### TASK INSTRUCTIONS:
Return the listing's opening lines verbatim. Begin at the very first line of the listing and stop after the line that contains "positive clicks: (998, 451)", including that line.

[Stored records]
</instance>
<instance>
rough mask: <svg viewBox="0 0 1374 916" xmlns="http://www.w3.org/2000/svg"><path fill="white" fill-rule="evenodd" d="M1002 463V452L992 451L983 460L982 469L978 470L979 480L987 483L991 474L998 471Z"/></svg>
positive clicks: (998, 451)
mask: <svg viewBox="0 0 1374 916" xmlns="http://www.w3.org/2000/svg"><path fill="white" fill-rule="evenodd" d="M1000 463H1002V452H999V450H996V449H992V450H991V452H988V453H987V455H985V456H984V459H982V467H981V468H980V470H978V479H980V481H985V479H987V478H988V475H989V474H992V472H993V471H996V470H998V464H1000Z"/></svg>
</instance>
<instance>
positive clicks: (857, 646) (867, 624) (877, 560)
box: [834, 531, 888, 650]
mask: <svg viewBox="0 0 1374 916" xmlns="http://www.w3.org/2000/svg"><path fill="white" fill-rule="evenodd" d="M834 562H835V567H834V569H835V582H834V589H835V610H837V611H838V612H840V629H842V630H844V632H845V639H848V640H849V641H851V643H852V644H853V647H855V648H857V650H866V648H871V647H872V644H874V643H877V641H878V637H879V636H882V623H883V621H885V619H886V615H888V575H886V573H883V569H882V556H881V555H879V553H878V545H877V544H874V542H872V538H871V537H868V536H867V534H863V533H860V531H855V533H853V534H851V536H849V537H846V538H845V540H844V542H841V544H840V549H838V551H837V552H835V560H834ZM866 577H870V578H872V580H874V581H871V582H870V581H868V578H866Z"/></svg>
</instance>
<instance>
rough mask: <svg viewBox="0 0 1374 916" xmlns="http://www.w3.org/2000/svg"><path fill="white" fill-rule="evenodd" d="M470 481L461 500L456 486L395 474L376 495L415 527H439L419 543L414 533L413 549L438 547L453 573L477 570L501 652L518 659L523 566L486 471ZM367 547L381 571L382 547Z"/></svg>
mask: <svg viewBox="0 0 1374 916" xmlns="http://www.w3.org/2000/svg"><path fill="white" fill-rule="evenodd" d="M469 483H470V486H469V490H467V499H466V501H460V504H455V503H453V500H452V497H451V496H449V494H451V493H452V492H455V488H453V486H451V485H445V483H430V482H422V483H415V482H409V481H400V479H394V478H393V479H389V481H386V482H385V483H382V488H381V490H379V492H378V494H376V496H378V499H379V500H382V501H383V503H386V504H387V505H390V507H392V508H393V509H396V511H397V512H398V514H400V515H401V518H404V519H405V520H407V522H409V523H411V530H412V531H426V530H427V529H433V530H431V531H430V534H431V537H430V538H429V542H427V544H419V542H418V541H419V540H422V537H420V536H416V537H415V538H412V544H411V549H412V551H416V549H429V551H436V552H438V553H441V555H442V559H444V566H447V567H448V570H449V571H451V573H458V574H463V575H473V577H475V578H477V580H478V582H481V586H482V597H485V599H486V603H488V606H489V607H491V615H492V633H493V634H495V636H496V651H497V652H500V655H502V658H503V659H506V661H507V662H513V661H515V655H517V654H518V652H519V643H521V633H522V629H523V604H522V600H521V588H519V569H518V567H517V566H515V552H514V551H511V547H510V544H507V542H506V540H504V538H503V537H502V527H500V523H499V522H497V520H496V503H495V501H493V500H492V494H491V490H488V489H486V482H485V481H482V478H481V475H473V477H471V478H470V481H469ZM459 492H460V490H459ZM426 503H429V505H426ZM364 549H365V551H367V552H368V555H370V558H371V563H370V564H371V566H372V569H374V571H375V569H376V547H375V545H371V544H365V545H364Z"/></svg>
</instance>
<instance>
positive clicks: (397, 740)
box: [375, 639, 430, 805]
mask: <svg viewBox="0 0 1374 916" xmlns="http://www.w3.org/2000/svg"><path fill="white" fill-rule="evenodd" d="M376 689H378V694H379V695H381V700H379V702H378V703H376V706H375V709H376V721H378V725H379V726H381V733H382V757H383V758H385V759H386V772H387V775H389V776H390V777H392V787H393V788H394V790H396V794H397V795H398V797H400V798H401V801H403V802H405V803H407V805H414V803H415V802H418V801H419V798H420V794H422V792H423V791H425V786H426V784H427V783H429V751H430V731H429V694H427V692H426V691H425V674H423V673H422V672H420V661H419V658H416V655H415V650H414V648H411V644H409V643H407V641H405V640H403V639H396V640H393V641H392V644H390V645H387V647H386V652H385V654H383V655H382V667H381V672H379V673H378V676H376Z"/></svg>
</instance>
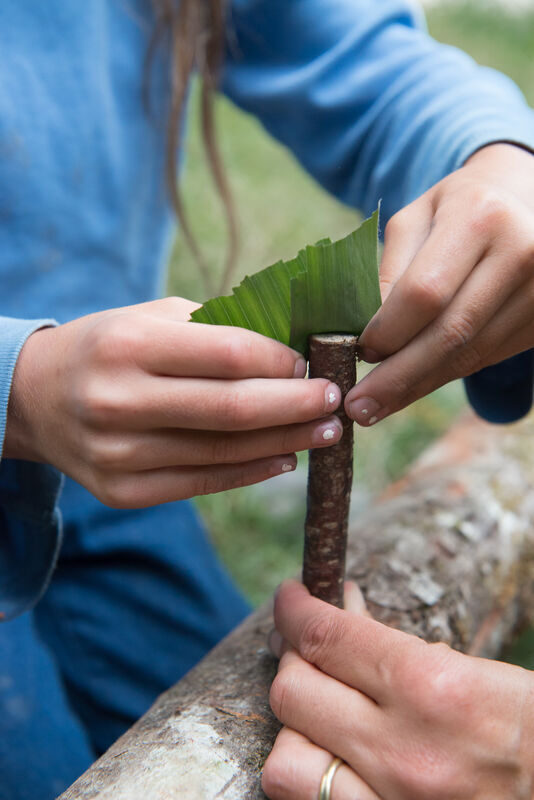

### SOLVED PROBLEM:
</instance>
<instance>
rough mask: <svg viewBox="0 0 1374 916" xmlns="http://www.w3.org/2000/svg"><path fill="white" fill-rule="evenodd" d="M1002 463V452L992 451L983 460L982 469L978 470L979 480L987 483L991 474L998 471Z"/></svg>
positive clicks: (998, 451)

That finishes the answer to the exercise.